§ PASSAGE:
╭──
The two mRNA vaccines authorized in the U.S. prompt different immune responses -- and that could suggest a benefit for mixing and matching booster shots, researchers said.
Galit Alter, PhD, of Harvard Medical School in Boston, and colleagues set out to investigate the immune responses driven by three doses of Pfizer or Moderna in a cohort of 73 healthcare workers. Both vaccines induced robust functional humoral immune responses, but there were clear differences, they reported in a paper in Science Translational Medicine.
Moderna appeared to have an advantage in mucosal immunity, as measured by immunoglobulin (Ig) A, while Pfizer had a "really functional IgG response," Alter told MedPage Today.
"The mRNA vaccines are inducing different flavors of immunity," Alter said. "That suggests the immune system is seeing them in slightly different ways. And we know that 'different' is incredibly important for training the immune system."
Clinicians on medtwitter quickly interpreted the findings as supporting mixing and matching mRNA boosters -- a strategy that may become even more relevant as certain groups are now eligible for second boosters.
While that wasn't the intention of the study, Alter said it was a "creative" response and agreed that heterologous boosting could be advantageous, based on these findings.
"By slightly changing the way that the immune system sees the COVID antigen, we could essentially not only improve the overall quality and levels of the antibodies we induce, like the amount of neutralizing antibodies, but it could give us better mucosal immunity, or better affinity maturation," Alter said.
In their study of healthcare workers -- 28 received Moderna and 45 had Pfizer -- Alter and colleagues found that those who received Moderna had higher concentrations of IgA binding titers targeting the receptor binding domain (RBD) and the N-terminal domain (NTD). They also had higher levels of antibodies that elicit neutrophil phagocytosis and natural killer cell activation.
When looking specifically at variants of concern, they again found similarly robust functional antibody responses, but vaccination with Pfizer was associated with an IgM- and IgG-biased profile, whereas Moderna prompted an IgA- and IgG-driven profile, they reported.
╰──
§ Stored data entries:
╭──
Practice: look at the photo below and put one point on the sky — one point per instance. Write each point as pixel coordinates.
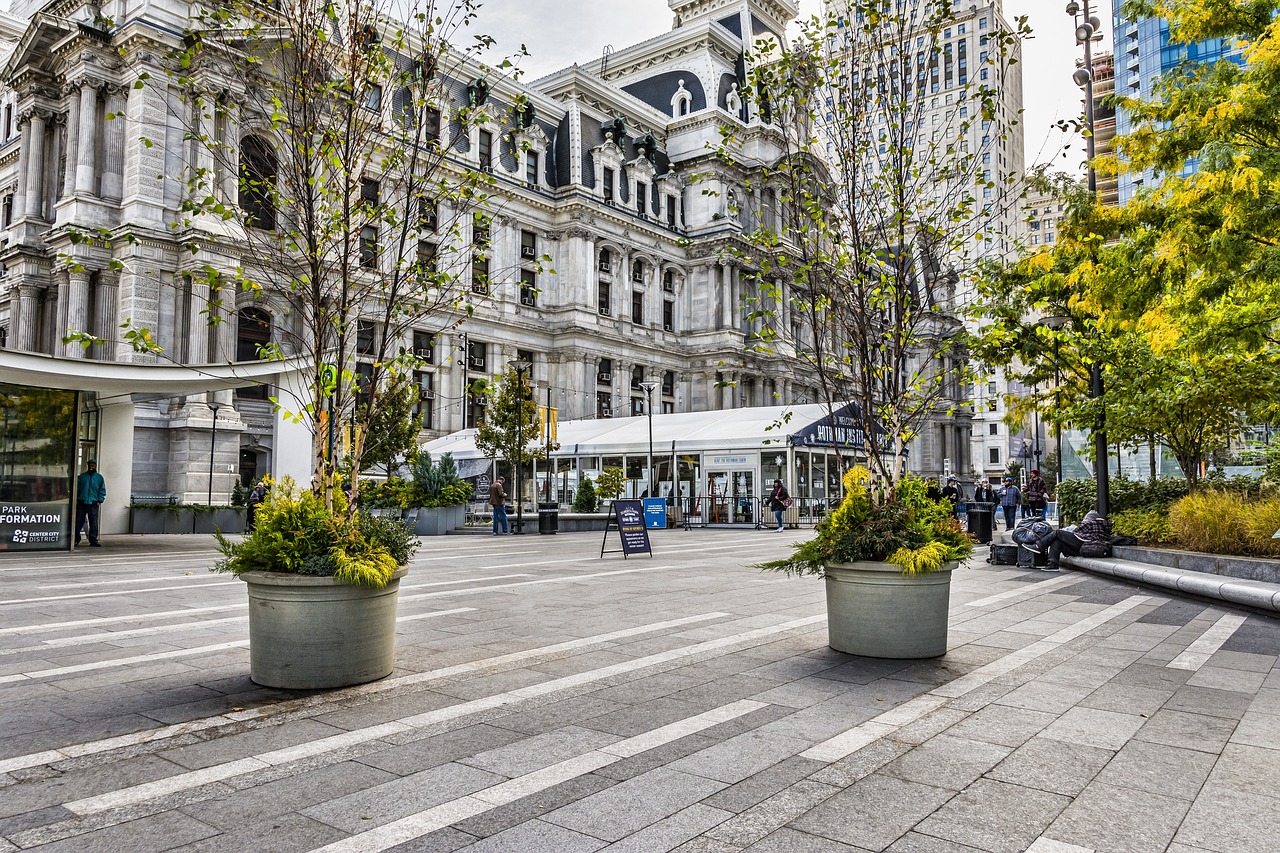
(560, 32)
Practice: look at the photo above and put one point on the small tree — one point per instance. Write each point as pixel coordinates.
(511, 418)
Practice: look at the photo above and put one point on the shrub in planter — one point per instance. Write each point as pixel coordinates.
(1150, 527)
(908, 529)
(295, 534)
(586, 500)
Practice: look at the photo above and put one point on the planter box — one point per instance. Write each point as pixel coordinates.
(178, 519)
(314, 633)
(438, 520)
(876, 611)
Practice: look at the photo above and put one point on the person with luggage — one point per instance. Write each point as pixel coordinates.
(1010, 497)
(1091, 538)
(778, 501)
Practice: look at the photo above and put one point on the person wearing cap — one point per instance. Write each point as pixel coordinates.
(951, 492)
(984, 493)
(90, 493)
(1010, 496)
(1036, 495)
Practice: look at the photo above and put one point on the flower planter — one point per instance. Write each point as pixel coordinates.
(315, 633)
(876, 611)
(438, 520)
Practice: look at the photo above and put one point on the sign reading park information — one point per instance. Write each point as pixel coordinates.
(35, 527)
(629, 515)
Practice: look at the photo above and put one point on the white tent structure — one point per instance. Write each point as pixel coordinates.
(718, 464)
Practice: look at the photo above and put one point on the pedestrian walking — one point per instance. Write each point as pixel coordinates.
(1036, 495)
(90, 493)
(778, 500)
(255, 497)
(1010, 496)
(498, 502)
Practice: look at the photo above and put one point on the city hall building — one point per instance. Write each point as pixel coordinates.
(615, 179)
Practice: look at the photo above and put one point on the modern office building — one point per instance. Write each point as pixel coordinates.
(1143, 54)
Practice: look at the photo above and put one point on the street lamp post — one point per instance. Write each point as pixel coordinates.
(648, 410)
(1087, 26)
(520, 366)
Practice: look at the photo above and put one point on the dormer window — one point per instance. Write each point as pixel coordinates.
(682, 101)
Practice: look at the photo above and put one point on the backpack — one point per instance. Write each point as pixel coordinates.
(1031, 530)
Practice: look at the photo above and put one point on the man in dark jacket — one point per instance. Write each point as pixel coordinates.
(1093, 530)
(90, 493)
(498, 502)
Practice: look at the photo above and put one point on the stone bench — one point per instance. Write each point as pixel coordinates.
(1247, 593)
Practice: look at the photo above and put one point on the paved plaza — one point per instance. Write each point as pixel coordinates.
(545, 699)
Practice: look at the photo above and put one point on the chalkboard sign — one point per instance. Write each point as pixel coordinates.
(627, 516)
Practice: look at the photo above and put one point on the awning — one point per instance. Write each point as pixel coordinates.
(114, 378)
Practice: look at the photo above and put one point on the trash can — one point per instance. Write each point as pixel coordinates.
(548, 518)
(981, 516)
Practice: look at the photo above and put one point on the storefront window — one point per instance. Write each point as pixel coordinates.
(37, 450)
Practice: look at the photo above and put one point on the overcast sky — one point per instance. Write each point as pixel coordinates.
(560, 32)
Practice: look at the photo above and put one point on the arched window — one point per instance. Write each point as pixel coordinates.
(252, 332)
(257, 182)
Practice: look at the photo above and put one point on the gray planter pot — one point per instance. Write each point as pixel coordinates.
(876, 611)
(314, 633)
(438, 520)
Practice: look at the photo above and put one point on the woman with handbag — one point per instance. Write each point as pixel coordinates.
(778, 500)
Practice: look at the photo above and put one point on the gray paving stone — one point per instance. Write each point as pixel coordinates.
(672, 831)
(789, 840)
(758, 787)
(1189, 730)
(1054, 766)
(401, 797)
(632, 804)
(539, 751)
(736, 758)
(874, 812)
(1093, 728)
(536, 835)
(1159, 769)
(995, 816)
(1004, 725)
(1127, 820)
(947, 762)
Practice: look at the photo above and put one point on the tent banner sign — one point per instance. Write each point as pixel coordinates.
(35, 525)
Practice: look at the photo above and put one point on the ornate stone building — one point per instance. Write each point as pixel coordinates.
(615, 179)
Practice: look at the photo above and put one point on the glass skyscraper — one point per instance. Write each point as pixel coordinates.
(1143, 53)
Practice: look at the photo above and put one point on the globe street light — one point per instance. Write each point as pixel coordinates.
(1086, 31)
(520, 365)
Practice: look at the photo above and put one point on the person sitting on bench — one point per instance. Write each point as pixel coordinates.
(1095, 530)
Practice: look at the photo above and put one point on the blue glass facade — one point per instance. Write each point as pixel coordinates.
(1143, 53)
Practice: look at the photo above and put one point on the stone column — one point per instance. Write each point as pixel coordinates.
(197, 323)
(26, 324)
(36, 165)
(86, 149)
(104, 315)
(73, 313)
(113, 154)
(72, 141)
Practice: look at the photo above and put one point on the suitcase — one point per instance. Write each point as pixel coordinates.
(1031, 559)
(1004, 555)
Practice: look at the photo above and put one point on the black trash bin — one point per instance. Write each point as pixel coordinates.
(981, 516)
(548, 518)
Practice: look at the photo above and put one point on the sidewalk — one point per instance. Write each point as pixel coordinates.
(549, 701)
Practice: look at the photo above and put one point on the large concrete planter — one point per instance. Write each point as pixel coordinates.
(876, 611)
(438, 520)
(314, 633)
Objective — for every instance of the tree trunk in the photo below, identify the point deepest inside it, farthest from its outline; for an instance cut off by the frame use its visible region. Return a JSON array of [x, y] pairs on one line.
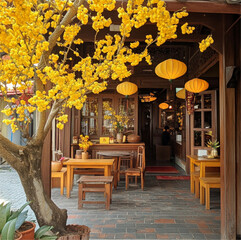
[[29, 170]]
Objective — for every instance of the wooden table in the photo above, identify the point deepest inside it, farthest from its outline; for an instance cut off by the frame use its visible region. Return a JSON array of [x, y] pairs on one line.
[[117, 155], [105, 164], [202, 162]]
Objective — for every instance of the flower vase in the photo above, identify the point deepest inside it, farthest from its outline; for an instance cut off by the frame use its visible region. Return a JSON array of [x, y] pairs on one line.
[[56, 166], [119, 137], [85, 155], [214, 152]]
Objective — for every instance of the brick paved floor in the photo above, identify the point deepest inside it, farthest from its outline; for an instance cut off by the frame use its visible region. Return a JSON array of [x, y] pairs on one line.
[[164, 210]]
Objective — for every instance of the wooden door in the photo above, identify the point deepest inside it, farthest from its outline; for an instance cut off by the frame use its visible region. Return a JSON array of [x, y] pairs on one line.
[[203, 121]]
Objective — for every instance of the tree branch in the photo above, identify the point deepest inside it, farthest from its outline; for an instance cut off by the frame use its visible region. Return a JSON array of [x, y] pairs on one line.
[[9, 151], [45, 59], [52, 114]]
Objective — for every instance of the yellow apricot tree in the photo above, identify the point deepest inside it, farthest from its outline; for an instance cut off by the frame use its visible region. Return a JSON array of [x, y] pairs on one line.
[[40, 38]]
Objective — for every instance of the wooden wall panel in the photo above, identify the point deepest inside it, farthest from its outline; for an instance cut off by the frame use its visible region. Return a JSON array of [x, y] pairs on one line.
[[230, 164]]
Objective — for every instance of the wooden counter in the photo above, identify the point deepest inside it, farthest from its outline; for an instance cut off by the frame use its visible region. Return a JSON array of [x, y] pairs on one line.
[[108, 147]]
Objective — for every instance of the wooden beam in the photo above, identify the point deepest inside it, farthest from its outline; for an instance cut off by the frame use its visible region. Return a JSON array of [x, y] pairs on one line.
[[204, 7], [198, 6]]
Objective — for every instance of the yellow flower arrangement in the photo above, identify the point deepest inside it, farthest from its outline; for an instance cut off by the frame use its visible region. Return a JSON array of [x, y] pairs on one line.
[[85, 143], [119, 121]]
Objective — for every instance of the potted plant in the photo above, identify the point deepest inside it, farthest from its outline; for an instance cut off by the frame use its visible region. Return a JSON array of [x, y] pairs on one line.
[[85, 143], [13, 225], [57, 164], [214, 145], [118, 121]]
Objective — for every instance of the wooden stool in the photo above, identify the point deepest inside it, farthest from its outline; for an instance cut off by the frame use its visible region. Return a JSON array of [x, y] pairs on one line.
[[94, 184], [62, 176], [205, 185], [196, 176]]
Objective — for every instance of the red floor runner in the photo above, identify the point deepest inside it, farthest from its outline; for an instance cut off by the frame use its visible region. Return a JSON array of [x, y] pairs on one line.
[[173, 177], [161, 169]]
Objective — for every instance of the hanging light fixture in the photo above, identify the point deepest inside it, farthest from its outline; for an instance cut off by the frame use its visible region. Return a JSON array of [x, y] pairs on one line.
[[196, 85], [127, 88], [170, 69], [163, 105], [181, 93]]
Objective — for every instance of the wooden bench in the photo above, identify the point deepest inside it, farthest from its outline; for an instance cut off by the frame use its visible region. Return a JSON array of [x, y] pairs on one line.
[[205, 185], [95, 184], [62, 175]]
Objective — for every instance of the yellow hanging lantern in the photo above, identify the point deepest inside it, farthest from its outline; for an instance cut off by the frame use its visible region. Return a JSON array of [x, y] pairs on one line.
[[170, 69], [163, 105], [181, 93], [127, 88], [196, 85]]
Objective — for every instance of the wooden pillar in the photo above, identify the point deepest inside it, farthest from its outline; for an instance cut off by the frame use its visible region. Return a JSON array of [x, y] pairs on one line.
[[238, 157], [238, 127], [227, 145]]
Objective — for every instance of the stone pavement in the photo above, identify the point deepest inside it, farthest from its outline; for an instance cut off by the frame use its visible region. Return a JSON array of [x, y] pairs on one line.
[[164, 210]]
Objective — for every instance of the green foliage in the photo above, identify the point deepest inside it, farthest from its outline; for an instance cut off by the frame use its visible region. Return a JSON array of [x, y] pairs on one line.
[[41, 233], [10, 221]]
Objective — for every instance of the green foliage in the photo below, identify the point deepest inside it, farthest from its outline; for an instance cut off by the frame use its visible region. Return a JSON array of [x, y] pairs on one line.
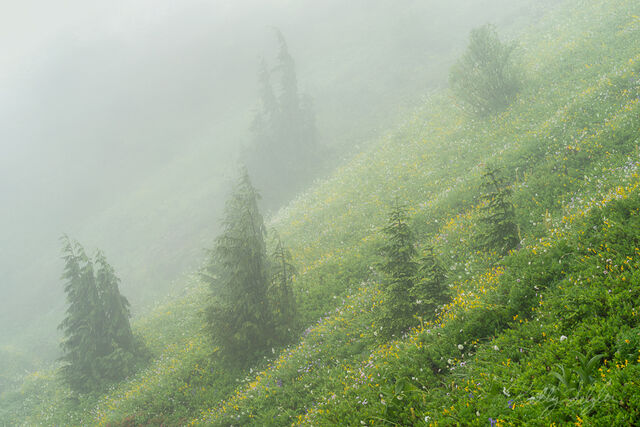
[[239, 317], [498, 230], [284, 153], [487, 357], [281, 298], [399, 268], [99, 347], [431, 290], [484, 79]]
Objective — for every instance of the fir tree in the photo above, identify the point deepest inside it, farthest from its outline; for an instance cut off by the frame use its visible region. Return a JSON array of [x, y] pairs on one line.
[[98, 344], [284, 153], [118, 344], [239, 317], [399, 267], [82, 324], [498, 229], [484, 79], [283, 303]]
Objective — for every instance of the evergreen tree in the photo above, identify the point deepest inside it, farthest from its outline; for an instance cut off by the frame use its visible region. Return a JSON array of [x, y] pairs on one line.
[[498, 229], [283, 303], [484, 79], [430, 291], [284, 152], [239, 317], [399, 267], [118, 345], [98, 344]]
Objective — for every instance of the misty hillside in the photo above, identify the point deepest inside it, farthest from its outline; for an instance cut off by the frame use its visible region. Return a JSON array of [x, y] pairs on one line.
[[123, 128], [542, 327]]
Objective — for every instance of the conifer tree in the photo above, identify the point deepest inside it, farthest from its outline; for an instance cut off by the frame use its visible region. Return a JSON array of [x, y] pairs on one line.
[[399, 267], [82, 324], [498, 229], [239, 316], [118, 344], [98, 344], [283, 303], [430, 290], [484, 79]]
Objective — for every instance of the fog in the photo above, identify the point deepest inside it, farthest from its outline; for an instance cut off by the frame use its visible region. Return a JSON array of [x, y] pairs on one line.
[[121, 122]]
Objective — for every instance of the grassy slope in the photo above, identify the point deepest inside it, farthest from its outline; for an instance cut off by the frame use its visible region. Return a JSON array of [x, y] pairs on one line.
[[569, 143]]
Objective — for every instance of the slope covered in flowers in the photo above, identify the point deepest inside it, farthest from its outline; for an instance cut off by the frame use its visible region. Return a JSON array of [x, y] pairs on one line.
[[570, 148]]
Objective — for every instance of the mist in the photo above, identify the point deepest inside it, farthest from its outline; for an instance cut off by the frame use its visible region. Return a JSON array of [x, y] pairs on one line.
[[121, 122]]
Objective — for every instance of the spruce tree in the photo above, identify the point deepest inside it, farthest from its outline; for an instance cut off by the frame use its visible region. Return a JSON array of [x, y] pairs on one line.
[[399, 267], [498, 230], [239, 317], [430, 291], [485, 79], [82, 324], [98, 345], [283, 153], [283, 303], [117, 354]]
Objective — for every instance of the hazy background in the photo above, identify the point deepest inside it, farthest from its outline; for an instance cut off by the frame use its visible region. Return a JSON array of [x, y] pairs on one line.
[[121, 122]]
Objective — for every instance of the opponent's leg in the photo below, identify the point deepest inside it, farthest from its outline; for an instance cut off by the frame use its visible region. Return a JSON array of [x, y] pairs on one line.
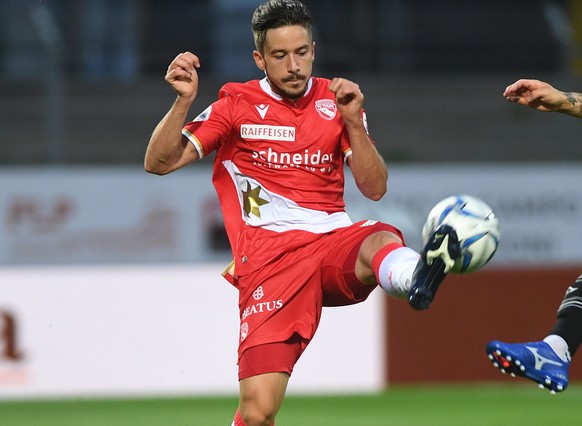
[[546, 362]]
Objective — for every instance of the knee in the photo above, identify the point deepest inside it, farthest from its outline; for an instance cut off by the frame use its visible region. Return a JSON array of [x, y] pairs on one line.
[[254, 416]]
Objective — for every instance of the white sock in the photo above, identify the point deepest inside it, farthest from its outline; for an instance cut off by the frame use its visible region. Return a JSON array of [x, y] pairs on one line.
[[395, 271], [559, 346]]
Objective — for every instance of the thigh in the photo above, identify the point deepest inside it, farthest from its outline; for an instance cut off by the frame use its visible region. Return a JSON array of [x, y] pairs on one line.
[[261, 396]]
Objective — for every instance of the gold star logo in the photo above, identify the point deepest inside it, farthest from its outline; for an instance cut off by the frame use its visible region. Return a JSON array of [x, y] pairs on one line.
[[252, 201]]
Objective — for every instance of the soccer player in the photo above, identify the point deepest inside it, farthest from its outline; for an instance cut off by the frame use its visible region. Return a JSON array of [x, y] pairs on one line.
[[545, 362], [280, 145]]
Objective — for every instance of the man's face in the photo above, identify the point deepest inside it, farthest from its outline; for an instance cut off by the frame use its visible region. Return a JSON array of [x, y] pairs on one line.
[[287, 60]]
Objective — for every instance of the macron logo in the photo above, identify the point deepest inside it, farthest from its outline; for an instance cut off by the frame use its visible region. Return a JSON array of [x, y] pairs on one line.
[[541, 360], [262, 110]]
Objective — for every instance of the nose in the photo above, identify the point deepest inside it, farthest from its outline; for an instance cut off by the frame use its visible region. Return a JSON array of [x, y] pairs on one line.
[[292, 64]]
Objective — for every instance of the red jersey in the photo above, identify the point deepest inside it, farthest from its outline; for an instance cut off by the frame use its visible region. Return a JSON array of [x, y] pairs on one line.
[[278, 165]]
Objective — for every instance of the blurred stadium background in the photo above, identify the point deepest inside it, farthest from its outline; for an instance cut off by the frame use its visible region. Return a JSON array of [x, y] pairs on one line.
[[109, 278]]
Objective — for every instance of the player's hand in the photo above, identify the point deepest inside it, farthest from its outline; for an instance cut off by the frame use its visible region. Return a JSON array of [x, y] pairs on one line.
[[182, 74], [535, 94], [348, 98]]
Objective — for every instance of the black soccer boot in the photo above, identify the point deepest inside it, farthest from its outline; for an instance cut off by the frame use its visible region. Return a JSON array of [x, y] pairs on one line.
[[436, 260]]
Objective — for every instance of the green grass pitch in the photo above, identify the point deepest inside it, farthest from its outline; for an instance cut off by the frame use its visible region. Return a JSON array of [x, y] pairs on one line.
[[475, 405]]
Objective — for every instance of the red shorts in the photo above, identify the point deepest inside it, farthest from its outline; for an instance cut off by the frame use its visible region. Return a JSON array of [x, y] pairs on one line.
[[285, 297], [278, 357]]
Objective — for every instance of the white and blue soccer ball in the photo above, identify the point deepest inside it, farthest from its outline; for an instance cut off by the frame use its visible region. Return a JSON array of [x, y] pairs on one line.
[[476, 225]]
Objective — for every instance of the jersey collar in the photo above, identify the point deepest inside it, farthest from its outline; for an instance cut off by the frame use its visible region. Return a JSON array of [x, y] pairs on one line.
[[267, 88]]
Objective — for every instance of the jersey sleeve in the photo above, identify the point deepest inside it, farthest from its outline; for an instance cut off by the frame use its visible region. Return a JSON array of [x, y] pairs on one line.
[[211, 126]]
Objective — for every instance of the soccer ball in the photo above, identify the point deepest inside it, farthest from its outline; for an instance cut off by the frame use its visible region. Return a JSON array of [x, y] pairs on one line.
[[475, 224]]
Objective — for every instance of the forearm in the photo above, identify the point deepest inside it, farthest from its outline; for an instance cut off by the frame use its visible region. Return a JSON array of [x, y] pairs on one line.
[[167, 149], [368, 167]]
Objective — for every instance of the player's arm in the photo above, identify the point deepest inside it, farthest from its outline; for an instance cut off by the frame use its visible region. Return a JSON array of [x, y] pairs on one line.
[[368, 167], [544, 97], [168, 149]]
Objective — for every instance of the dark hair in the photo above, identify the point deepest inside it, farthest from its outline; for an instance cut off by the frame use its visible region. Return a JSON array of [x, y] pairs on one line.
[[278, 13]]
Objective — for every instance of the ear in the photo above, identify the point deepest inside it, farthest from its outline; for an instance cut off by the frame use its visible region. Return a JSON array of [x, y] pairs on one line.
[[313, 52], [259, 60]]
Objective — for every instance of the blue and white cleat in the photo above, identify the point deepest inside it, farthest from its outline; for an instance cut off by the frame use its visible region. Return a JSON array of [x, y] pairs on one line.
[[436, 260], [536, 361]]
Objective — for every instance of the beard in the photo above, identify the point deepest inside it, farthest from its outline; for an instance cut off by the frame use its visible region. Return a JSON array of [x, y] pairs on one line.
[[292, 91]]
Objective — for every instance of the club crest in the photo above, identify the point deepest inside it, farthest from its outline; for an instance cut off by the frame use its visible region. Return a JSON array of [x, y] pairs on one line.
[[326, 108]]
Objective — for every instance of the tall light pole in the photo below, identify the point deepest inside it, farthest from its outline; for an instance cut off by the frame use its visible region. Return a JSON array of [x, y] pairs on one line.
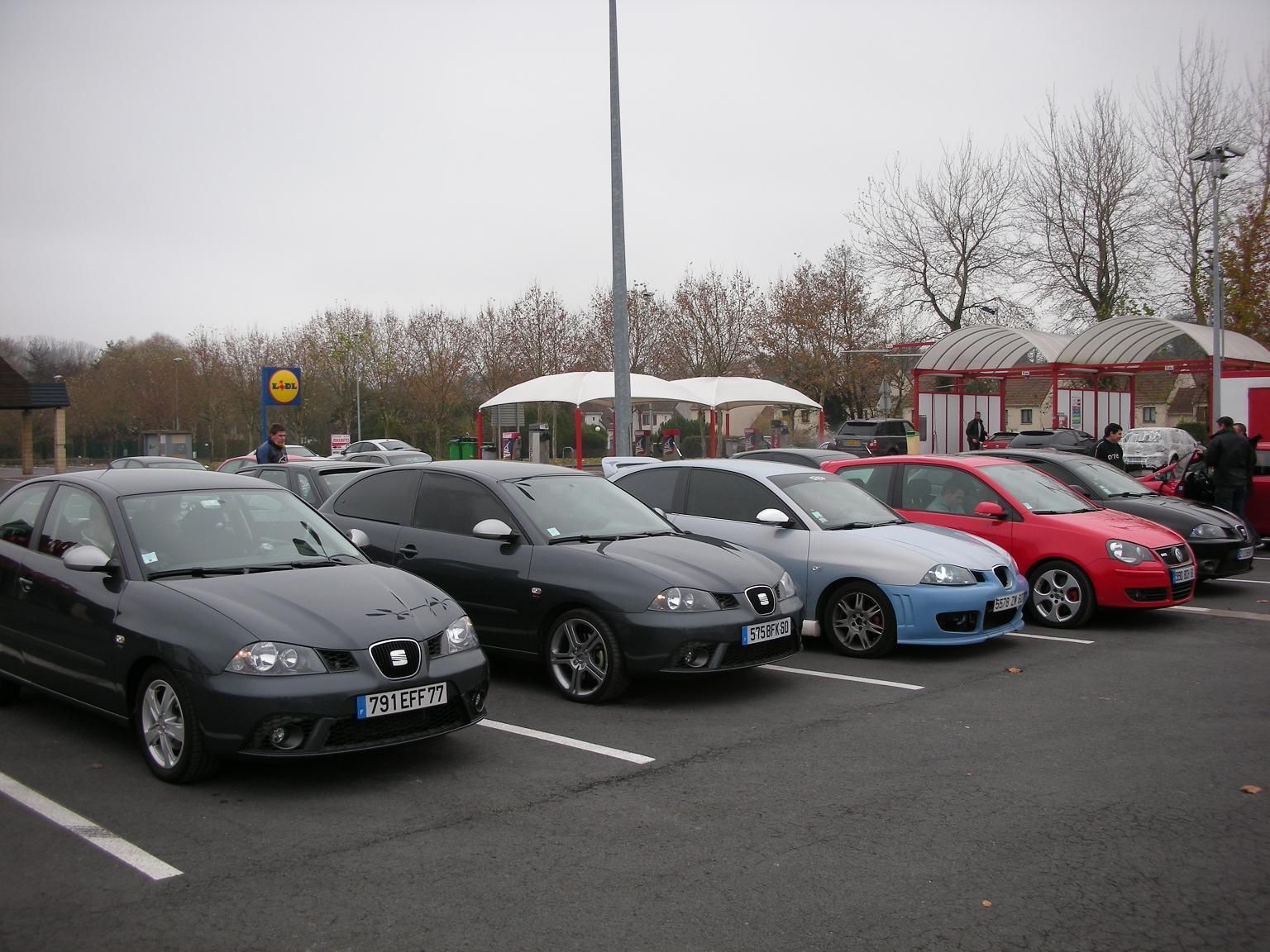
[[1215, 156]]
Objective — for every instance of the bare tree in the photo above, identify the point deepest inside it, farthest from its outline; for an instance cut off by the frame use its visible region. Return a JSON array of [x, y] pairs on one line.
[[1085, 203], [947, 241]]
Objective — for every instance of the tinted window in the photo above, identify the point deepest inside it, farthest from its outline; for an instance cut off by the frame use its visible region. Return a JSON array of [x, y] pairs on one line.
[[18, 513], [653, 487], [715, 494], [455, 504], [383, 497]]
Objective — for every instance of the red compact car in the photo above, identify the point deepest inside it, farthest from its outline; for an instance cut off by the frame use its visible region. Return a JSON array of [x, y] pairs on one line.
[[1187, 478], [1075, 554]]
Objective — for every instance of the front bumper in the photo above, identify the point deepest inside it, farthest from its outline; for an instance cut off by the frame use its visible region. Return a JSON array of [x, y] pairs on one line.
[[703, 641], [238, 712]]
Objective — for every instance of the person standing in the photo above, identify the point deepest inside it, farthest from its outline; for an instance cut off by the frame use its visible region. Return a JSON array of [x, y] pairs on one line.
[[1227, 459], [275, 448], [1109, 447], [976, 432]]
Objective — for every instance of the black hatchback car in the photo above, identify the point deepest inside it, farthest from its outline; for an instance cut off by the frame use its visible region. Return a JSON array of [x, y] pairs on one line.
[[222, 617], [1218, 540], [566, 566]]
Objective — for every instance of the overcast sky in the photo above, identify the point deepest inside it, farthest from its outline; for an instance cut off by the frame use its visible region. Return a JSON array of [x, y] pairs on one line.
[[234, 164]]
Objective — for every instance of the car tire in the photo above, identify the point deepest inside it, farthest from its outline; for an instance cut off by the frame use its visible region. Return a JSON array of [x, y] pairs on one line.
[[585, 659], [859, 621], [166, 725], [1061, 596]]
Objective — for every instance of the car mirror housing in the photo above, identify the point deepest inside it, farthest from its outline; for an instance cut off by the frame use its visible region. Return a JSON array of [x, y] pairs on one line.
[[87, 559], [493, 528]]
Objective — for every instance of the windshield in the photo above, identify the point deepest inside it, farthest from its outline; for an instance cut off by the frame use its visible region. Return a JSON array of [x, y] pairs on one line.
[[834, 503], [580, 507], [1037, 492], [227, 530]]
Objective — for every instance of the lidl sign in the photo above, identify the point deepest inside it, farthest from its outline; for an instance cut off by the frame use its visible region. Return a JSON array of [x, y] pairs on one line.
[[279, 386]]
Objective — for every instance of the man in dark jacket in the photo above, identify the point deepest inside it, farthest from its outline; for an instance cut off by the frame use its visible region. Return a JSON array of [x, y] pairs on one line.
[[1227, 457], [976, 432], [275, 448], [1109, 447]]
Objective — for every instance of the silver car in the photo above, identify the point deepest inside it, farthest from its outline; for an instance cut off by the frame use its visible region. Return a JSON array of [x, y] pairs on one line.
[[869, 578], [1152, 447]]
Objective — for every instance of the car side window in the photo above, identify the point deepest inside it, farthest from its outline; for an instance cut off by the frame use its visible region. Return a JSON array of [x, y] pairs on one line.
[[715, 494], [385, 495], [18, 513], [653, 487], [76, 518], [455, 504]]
╰──
§ TRY IT: Rewrite the part of the mRNA vaccine passage that begins at the words "Moderna appeared to" and stops after "told MedPage Today.", swapping "advantage" for "edge".

§ SOLVED EXERCISE:
Moderna appeared to have an edge in mucosal immunity, as measured by immunoglobulin (Ig) A, while Pfizer had a "really functional IgG response," Alter told MedPage Today.